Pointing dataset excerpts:
START

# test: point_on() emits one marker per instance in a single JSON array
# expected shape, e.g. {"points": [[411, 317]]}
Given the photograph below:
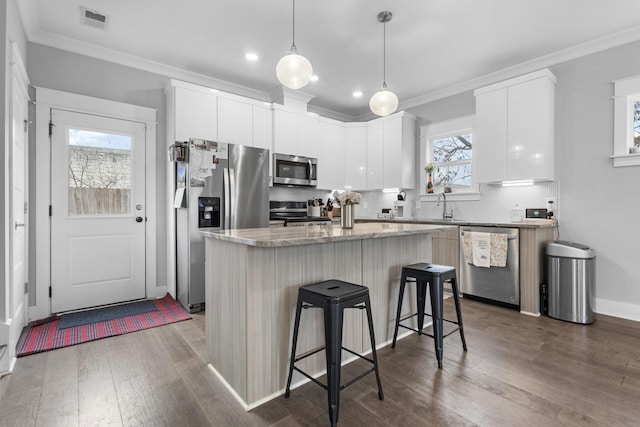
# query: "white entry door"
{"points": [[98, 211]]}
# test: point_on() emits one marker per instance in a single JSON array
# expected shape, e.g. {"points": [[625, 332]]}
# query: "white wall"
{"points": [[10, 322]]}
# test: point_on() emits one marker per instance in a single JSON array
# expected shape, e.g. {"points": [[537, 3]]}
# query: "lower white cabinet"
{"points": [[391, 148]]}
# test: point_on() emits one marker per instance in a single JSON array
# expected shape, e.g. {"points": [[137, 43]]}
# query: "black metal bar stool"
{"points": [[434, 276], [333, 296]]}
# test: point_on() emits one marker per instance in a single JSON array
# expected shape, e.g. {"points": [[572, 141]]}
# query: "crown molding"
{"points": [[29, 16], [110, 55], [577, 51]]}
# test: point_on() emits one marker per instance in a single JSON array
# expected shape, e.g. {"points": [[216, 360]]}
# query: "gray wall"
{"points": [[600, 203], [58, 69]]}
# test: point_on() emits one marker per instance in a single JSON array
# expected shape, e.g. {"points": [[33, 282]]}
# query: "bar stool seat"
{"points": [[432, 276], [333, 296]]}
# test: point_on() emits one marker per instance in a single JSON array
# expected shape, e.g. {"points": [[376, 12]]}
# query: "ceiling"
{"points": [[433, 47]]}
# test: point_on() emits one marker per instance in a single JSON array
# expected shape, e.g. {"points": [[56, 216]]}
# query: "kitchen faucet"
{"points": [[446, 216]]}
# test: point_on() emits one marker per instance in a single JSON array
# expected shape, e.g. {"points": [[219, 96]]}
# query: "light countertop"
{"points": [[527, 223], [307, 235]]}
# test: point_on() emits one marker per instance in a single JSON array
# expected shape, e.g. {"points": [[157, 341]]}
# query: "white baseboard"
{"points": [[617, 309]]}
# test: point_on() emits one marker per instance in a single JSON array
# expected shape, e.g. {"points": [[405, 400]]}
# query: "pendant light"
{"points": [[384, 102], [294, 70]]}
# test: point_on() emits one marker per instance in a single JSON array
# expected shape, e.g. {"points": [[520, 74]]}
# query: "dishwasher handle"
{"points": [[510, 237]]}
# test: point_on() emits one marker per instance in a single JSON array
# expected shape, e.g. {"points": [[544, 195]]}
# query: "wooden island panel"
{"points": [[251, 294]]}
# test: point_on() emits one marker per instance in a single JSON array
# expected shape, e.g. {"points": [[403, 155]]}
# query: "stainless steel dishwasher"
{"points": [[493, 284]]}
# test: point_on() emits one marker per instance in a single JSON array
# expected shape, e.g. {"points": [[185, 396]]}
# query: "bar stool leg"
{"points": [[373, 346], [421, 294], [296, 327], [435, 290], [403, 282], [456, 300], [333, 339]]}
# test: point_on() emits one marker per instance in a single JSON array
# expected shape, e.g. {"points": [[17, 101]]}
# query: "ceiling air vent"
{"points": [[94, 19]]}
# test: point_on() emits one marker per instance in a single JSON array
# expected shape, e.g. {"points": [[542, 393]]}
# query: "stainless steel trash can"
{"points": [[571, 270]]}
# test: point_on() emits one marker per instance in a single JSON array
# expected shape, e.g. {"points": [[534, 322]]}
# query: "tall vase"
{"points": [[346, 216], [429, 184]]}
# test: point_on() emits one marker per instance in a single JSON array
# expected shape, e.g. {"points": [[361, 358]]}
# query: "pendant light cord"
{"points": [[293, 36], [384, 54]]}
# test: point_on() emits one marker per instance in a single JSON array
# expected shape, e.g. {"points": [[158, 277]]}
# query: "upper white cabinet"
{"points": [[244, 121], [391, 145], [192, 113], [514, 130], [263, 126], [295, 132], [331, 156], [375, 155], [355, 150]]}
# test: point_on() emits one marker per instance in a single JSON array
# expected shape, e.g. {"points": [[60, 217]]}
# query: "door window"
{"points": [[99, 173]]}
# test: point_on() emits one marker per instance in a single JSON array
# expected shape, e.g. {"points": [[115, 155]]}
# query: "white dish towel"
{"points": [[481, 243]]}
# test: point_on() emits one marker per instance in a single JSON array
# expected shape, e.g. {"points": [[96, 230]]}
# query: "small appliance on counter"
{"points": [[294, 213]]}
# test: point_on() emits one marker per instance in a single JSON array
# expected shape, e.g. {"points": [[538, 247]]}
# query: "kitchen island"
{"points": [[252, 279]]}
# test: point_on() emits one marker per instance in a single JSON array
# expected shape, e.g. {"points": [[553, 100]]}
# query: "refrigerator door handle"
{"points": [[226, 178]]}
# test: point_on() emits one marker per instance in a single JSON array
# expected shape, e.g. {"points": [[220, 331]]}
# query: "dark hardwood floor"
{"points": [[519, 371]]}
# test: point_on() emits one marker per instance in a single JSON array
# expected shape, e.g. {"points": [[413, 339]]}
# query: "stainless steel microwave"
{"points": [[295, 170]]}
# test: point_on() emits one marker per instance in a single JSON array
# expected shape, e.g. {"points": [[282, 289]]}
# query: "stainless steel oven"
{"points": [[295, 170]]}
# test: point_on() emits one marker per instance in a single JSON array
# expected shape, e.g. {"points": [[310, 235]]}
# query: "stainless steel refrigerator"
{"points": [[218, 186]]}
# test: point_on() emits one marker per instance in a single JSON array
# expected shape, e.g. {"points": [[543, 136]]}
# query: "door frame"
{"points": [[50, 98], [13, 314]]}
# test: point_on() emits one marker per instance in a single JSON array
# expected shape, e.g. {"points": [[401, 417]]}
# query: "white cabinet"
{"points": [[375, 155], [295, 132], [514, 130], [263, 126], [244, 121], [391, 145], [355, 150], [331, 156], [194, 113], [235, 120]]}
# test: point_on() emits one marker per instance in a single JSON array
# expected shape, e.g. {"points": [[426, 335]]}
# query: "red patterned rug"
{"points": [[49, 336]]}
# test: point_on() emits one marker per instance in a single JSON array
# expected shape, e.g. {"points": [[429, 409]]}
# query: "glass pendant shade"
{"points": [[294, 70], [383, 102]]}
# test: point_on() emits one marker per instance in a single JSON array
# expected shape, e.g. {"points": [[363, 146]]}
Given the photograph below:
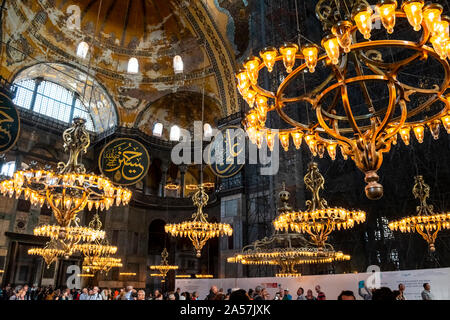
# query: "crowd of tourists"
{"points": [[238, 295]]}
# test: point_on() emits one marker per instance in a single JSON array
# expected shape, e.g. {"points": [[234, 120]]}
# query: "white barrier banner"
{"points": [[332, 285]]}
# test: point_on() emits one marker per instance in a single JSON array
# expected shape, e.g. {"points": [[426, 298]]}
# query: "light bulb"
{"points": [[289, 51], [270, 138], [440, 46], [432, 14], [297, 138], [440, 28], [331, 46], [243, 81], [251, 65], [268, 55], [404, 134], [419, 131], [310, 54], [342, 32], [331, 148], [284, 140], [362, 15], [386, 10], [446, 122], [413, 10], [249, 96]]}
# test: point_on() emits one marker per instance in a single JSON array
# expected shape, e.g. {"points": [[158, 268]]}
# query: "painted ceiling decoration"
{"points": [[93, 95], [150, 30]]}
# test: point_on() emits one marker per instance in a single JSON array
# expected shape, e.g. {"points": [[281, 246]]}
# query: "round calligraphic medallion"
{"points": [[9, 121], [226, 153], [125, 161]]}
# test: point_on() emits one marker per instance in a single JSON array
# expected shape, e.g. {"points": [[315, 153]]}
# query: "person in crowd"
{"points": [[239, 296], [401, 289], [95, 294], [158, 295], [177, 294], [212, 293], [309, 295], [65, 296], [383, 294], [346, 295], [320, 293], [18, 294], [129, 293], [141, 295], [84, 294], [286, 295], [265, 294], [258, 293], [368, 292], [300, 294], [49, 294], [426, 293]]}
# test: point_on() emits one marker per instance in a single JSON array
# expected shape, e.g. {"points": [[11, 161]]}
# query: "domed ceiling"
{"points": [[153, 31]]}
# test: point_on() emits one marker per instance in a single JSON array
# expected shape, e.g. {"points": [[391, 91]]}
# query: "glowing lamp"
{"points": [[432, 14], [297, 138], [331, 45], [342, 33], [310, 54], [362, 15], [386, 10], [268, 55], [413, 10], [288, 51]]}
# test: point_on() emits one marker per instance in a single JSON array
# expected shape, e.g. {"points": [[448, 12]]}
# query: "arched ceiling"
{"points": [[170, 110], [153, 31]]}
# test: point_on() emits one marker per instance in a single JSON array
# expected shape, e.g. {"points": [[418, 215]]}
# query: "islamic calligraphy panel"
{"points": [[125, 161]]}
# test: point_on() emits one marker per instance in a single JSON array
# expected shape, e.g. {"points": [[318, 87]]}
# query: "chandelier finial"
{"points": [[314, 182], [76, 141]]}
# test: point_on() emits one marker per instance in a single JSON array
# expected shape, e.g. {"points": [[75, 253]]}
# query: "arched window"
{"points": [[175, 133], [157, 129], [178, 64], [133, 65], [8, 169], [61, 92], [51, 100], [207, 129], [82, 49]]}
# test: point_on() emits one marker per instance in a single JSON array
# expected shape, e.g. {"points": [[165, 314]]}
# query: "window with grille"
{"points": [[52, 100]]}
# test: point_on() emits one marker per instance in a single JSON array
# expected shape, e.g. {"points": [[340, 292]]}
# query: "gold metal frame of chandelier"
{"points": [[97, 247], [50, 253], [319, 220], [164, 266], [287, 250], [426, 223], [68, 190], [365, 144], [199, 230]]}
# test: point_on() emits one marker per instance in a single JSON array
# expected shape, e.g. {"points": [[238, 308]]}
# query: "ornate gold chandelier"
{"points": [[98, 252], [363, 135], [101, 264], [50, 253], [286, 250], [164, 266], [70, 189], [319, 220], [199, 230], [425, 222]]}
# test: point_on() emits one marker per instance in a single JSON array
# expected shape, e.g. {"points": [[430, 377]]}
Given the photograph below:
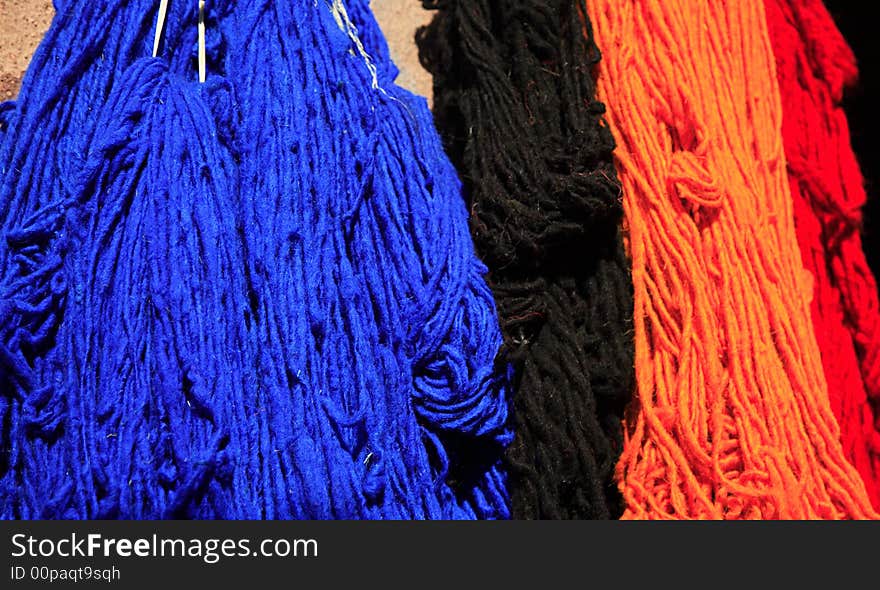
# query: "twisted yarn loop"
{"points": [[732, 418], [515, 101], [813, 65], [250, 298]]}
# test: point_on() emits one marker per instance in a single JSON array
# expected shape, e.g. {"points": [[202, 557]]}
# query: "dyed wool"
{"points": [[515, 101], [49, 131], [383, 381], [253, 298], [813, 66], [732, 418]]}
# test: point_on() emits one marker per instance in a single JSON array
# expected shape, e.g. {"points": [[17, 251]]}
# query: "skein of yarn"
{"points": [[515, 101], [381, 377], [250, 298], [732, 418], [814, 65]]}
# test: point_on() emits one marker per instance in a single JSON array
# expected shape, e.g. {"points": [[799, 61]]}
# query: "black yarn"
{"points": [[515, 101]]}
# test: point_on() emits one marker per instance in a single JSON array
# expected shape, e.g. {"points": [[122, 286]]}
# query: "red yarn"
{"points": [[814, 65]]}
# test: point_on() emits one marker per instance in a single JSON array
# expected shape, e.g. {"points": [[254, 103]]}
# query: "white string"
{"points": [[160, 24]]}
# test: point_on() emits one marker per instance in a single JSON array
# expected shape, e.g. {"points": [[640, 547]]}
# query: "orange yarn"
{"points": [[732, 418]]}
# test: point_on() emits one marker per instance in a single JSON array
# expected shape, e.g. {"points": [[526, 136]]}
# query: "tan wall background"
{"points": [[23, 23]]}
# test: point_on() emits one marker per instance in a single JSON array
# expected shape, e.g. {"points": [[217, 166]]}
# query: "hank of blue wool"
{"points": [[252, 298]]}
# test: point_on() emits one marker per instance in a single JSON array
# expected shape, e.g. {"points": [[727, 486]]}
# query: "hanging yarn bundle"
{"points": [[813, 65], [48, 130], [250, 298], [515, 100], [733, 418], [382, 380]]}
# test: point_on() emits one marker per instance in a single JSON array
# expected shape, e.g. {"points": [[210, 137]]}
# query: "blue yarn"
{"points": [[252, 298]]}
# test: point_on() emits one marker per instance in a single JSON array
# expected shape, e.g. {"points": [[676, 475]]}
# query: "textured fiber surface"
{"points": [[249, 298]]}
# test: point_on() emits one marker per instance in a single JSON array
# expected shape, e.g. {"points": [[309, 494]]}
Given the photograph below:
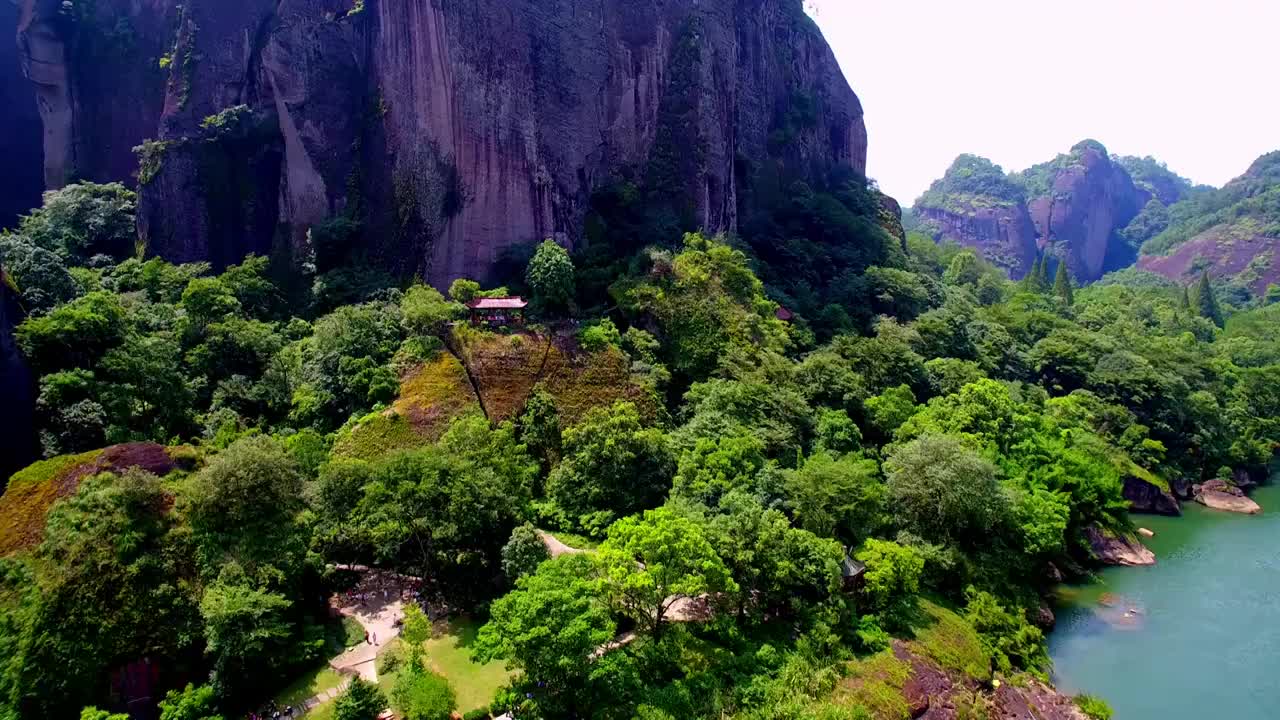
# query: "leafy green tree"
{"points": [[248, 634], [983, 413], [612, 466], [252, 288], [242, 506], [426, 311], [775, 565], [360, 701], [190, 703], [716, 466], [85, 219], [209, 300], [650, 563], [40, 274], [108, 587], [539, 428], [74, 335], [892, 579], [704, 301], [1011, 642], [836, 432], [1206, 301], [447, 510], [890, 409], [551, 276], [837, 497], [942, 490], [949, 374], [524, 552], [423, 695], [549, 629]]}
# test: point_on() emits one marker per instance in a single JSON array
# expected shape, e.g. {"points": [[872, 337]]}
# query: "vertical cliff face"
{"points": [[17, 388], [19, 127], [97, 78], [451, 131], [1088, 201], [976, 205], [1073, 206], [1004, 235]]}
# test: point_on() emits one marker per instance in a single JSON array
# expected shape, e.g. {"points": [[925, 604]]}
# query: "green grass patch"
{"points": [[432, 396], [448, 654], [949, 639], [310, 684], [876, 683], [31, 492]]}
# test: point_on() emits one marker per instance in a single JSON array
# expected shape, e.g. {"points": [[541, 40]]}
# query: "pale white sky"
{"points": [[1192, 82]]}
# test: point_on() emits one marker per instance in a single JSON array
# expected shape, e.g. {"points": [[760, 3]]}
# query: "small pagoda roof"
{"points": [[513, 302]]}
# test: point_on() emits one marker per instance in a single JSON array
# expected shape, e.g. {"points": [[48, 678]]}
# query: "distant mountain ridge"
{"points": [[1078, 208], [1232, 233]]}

END

List each line of the entries above that contains the word "black".

§ The reply
# query: "black metal bar stool"
# query: "black yarn"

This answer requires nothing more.